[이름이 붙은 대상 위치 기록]
+-------+

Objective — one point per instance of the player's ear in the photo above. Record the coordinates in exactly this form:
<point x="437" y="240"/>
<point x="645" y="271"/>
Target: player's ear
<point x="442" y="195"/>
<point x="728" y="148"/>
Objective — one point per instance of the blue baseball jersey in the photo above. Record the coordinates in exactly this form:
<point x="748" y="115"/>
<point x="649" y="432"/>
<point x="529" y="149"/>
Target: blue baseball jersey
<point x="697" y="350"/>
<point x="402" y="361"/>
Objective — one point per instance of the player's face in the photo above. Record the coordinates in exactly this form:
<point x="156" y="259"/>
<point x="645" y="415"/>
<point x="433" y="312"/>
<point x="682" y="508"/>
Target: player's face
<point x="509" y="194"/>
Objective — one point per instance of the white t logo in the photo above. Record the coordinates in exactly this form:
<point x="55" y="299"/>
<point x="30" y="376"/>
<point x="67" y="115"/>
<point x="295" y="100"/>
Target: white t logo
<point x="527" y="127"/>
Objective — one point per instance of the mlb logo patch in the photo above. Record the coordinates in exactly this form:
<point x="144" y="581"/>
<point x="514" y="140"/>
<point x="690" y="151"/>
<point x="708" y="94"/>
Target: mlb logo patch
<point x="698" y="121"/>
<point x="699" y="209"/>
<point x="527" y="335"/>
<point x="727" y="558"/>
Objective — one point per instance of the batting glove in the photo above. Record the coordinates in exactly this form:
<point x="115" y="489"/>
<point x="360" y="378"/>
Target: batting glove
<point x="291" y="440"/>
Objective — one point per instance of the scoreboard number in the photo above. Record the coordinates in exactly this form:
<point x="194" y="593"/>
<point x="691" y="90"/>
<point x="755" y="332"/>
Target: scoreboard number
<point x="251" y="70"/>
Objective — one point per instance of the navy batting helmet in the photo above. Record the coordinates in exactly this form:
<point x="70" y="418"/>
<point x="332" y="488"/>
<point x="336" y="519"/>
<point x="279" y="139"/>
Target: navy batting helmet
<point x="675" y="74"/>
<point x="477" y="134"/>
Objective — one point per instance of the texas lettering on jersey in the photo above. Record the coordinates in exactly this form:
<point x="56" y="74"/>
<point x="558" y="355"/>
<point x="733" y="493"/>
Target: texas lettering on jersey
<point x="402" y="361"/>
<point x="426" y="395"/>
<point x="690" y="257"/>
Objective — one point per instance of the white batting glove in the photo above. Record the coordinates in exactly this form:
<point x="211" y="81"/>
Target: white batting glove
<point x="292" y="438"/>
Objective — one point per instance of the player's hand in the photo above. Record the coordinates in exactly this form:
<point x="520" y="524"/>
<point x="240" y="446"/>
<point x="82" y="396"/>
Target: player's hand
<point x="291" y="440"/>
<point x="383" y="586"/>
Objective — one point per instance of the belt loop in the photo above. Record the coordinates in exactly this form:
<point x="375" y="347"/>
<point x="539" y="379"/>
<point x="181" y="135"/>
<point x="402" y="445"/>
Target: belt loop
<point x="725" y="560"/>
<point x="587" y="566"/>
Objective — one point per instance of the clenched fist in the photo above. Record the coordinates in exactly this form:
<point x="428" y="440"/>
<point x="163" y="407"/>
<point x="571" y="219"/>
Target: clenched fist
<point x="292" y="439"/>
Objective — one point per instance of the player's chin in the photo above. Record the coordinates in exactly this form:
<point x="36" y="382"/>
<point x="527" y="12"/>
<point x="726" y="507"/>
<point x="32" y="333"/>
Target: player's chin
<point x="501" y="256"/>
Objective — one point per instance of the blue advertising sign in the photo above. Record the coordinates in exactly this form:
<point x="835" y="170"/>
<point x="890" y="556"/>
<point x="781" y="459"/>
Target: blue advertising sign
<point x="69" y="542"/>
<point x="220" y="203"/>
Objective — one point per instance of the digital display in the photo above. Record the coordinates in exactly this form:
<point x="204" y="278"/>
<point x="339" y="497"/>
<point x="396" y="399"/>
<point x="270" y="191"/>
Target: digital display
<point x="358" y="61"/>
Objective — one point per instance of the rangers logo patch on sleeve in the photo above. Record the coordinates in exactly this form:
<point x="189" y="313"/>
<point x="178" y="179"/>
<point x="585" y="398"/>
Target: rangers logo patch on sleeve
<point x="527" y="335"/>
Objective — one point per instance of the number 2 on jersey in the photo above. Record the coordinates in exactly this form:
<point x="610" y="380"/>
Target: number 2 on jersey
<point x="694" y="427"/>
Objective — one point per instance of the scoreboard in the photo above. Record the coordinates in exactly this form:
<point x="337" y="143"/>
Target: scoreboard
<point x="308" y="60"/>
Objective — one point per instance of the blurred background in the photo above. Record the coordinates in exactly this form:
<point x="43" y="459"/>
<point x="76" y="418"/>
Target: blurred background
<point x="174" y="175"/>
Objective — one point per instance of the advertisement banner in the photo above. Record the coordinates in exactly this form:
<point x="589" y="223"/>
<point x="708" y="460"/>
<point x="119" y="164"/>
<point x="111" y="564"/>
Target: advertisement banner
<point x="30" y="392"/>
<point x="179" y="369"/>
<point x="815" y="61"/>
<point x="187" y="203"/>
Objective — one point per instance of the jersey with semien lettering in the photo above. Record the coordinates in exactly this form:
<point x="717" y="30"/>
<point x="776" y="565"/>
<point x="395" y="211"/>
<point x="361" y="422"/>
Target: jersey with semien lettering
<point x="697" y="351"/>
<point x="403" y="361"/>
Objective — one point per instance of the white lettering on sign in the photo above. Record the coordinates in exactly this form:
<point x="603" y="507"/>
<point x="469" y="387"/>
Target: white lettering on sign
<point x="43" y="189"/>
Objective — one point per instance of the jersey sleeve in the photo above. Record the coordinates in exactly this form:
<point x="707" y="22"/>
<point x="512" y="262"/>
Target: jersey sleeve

+-------+

지시 사항 - 위의 행을 하나도 빠뜨리지 말고 글자 하나 바꾸지 않은 채 그대로 옮겨 적으세요.

작성 결과 -
Objective — one point per instance of the player's ear in the photo above. Record the coordinates in exactly this form:
<point x="437" y="240"/>
<point x="645" y="271"/>
Target: player's ear
<point x="442" y="195"/>
<point x="728" y="148"/>
Objective — one point per instance of the blue baseball jersey in the photo above. Record the coordinates in exactly this form:
<point x="748" y="115"/>
<point x="649" y="432"/>
<point x="529" y="149"/>
Target: blue baseball jersey
<point x="697" y="350"/>
<point x="402" y="361"/>
Objective — one point per instance of the player's face in the photo above. Record the coordinates in exactly this form:
<point x="156" y="259"/>
<point x="645" y="415"/>
<point x="433" y="312"/>
<point x="682" y="508"/>
Target: player's face
<point x="509" y="194"/>
Objective — one point per instance of the white t logo in the photo above. Record the coordinates in exactly this form:
<point x="55" y="299"/>
<point x="30" y="376"/>
<point x="67" y="115"/>
<point x="295" y="100"/>
Target: white t logo
<point x="527" y="127"/>
Objective — one point per instance of the mlb logo patch in the photo above. Record the coordinates in exactly this form:
<point x="144" y="581"/>
<point x="514" y="140"/>
<point x="690" y="151"/>
<point x="708" y="94"/>
Target: mlb logo patch
<point x="698" y="121"/>
<point x="699" y="209"/>
<point x="527" y="335"/>
<point x="727" y="558"/>
Objective — one point per instance of the batting glove in the photo above. Record the coordinates in exactly this form:
<point x="115" y="489"/>
<point x="360" y="378"/>
Target: batting glove
<point x="291" y="440"/>
Objective — one point per instance of the scoreboard number in the photo above. Record the coordinates in exactly this form:
<point x="194" y="593"/>
<point x="691" y="90"/>
<point x="755" y="332"/>
Target: scoreboard number
<point x="251" y="70"/>
Objective — one point per instance of the navy batting helmet in the photo above. Record the coordinates in exactly this form:
<point x="70" y="418"/>
<point x="332" y="488"/>
<point x="336" y="519"/>
<point x="279" y="139"/>
Target: navy batting helmet
<point x="675" y="74"/>
<point x="477" y="134"/>
Objective — one point per instance of the texas lettering on jersey in the photo above. Record the coordinates in exactly this form:
<point x="56" y="74"/>
<point x="558" y="355"/>
<point x="733" y="493"/>
Target: texas lettering on jersey
<point x="402" y="361"/>
<point x="426" y="395"/>
<point x="690" y="257"/>
Objective — one point per instance of the white batting glove in the photo above. Record the coordinates in exactly this form:
<point x="211" y="81"/>
Target: white batting glove
<point x="292" y="438"/>
Objective — one point per instance of the player's hand in the photo above. Record the coordinates in exactly this form:
<point x="520" y="524"/>
<point x="240" y="446"/>
<point x="82" y="396"/>
Target: player's hand
<point x="291" y="440"/>
<point x="383" y="586"/>
Objective — one point per instance of the belt loop in the photo above. Record the coordinates in exactly this form:
<point x="375" y="347"/>
<point x="539" y="379"/>
<point x="181" y="135"/>
<point x="402" y="445"/>
Target: belt loop
<point x="725" y="560"/>
<point x="587" y="566"/>
Objective — one point per instance of the clenched fist in the photo above. Record the coordinates in exactly this form:
<point x="428" y="440"/>
<point x="163" y="407"/>
<point x="571" y="219"/>
Target: clenched fist
<point x="292" y="439"/>
Objective — one point per instance of the player's chin in the photo above. Record the coordinates in exactly this form:
<point x="36" y="382"/>
<point x="527" y="12"/>
<point x="726" y="507"/>
<point x="32" y="333"/>
Target: player's chin
<point x="501" y="256"/>
Objective — one point per instance of the blue advertising sign in the photo above. Record the coordinates in exactly this form:
<point x="835" y="170"/>
<point x="890" y="556"/>
<point x="781" y="459"/>
Target: blue advertising sign
<point x="69" y="542"/>
<point x="220" y="203"/>
Objective — one point per instance of the digital display in the photo above. Record the coordinates in exactly this form:
<point x="204" y="278"/>
<point x="339" y="497"/>
<point x="396" y="399"/>
<point x="270" y="191"/>
Target: digital display
<point x="358" y="61"/>
Objective — one point per instance of the rangers logo patch on sleeve in the photo above. Record the coordinates in exactly this form:
<point x="189" y="313"/>
<point x="178" y="179"/>
<point x="585" y="398"/>
Target: rangers logo patch on sleeve
<point x="527" y="335"/>
Objective — one point per instance of the number 2 on jersey in the photo above. Record the coordinates in exactly this form:
<point x="610" y="380"/>
Target: number 2 on jersey
<point x="694" y="427"/>
Objective — one point per instance of the scoreboard in the photo above. Record the coordinates in exactly this form:
<point x="337" y="143"/>
Target: scoreboard
<point x="308" y="60"/>
Objective — one point per instance of the blurred background in the photo above. Record the coordinates in exactly this form:
<point x="43" y="459"/>
<point x="76" y="418"/>
Target: blurred background
<point x="174" y="175"/>
Objective — one point per instance of the advertisement banner in the photo above. Record the coordinates in exactly this form:
<point x="589" y="223"/>
<point x="708" y="460"/>
<point x="119" y="164"/>
<point x="111" y="564"/>
Target: advertisement banner
<point x="30" y="392"/>
<point x="179" y="369"/>
<point x="815" y="61"/>
<point x="187" y="203"/>
Objective — one point per instance of the jersey with semien lettering in the photo above. Record the coordinates in exactly this form:
<point x="717" y="30"/>
<point x="776" y="565"/>
<point x="395" y="211"/>
<point x="361" y="422"/>
Target: jersey with semien lettering
<point x="697" y="351"/>
<point x="403" y="361"/>
Objective — one point per instance of the white lettering on sign in the photo above. Record the coordinates in exactly this form:
<point x="603" y="507"/>
<point x="469" y="387"/>
Target: white lettering on sign
<point x="43" y="189"/>
Objective — one point per instance of the jersey sleeve in the photo above. Record the coordinates in exactly this form:
<point x="707" y="22"/>
<point x="512" y="262"/>
Target: jersey sleeve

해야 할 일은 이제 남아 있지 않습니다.